→ INSTRUCTIONS TO FOLLOW: Output exactly the lines that run from the line with "Target: gray floor" to the end of the material, both ends included, and no other lines.

→ DATASET RECORDS:
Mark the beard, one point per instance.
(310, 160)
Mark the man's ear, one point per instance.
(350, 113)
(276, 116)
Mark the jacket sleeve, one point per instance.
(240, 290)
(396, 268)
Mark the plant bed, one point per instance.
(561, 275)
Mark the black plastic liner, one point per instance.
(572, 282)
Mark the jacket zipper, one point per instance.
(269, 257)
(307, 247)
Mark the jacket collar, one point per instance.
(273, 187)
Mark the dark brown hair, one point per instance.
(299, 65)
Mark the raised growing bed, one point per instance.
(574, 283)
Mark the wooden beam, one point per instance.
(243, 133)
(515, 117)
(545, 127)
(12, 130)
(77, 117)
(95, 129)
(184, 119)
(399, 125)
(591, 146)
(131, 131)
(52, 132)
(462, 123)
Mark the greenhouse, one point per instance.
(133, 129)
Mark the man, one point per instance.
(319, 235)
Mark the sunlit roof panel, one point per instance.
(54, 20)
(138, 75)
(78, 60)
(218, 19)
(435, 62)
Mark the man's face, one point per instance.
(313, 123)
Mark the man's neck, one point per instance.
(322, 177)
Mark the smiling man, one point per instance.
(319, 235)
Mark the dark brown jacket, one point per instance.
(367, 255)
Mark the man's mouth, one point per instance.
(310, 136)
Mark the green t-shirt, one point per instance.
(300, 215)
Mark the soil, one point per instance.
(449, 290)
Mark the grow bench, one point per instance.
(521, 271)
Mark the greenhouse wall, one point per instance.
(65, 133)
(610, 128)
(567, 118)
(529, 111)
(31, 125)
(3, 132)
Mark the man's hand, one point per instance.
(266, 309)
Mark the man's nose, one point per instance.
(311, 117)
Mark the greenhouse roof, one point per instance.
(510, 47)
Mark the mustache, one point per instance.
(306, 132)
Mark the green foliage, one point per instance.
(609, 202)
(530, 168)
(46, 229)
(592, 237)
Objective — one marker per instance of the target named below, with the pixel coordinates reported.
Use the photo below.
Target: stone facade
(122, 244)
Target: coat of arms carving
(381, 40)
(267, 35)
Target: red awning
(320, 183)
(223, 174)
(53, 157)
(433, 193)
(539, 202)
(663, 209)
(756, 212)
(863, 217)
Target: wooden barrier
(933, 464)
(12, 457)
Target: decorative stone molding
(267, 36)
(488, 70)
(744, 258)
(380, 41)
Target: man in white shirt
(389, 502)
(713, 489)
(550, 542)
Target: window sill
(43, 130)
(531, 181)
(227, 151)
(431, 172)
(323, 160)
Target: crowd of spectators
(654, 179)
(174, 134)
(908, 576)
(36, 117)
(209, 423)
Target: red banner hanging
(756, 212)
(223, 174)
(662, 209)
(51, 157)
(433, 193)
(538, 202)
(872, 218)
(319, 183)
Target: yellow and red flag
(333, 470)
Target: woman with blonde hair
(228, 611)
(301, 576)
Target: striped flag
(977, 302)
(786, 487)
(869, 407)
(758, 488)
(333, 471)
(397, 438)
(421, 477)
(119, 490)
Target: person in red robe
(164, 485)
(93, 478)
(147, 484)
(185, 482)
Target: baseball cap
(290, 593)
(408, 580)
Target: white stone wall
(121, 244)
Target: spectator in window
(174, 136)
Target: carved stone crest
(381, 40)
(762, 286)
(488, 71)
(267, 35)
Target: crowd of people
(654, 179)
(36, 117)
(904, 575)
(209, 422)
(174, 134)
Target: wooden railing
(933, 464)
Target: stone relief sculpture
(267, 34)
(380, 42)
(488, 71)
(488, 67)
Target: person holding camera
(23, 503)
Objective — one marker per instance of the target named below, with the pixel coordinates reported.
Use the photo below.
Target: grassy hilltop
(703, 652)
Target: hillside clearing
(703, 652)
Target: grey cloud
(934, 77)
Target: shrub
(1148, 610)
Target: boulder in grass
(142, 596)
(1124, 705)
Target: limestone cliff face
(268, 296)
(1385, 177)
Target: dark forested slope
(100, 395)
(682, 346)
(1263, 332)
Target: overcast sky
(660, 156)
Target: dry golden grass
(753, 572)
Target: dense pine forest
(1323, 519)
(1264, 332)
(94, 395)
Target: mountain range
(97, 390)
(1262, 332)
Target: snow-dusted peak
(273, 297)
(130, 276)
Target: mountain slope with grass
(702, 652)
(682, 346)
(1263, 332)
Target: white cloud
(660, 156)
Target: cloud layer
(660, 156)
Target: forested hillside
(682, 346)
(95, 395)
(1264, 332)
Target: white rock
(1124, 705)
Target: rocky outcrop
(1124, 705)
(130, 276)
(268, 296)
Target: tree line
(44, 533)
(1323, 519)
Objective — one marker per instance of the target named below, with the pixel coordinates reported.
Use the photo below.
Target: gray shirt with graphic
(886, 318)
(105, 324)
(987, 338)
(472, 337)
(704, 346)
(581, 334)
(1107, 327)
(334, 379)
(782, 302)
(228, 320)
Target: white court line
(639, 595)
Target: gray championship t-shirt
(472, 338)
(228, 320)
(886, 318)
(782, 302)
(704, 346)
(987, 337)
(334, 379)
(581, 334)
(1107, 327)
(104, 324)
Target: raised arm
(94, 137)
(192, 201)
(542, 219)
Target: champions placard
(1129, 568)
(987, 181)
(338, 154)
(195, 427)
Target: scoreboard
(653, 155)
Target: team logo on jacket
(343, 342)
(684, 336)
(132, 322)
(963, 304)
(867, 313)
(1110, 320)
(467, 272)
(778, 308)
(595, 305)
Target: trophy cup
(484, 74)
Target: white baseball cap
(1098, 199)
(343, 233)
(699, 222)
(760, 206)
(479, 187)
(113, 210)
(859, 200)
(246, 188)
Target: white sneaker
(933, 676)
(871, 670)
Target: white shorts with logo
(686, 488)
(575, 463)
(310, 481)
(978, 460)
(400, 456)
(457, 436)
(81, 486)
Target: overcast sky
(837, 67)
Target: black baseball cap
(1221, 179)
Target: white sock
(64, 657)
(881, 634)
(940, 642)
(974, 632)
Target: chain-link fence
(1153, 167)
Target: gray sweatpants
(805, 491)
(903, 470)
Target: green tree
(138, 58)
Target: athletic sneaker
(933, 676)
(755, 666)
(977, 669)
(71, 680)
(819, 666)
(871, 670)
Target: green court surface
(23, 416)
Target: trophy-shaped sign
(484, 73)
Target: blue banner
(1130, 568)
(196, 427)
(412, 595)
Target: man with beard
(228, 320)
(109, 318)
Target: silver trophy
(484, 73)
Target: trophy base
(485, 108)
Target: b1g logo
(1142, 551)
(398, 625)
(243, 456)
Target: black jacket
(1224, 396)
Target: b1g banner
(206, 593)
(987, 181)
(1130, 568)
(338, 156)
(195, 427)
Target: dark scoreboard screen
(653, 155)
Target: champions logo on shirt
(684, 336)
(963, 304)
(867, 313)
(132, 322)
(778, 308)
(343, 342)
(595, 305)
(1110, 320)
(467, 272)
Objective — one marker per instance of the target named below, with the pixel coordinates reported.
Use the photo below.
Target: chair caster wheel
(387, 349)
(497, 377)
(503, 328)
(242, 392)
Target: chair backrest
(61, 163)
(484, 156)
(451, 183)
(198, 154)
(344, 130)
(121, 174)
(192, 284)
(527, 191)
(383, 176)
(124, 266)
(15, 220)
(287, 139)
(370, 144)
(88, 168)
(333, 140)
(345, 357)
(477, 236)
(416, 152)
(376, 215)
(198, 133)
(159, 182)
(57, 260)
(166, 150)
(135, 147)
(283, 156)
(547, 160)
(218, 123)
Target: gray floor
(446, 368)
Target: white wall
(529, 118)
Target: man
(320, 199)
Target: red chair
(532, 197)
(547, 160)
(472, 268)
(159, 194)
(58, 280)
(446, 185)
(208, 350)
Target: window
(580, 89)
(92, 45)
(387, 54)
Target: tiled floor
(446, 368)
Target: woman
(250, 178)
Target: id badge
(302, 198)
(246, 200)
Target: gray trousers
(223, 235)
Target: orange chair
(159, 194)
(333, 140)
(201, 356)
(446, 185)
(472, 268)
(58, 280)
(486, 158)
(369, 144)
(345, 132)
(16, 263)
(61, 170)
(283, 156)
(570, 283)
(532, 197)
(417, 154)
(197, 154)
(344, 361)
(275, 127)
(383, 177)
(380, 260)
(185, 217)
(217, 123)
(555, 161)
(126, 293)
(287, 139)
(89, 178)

→ EXERCISE SOLUTION:
Target: gray floor
(446, 368)
Target: white wall
(529, 118)
Target: man
(320, 199)
Target: red chair
(532, 197)
(547, 160)
(472, 268)
(159, 194)
(58, 280)
(446, 185)
(208, 350)
Target: window
(580, 89)
(92, 45)
(387, 54)
Target: tiled floor
(446, 368)
Target: woman
(250, 178)
Target: id badge
(302, 198)
(246, 200)
Target: gray trousers
(223, 235)
Target: orange chair
(159, 194)
(333, 140)
(201, 356)
(446, 185)
(472, 268)
(58, 280)
(486, 158)
(369, 144)
(345, 132)
(16, 263)
(61, 170)
(283, 156)
(570, 283)
(532, 197)
(417, 154)
(197, 154)
(344, 361)
(275, 127)
(383, 177)
(380, 260)
(185, 217)
(217, 123)
(555, 161)
(126, 293)
(287, 139)
(89, 178)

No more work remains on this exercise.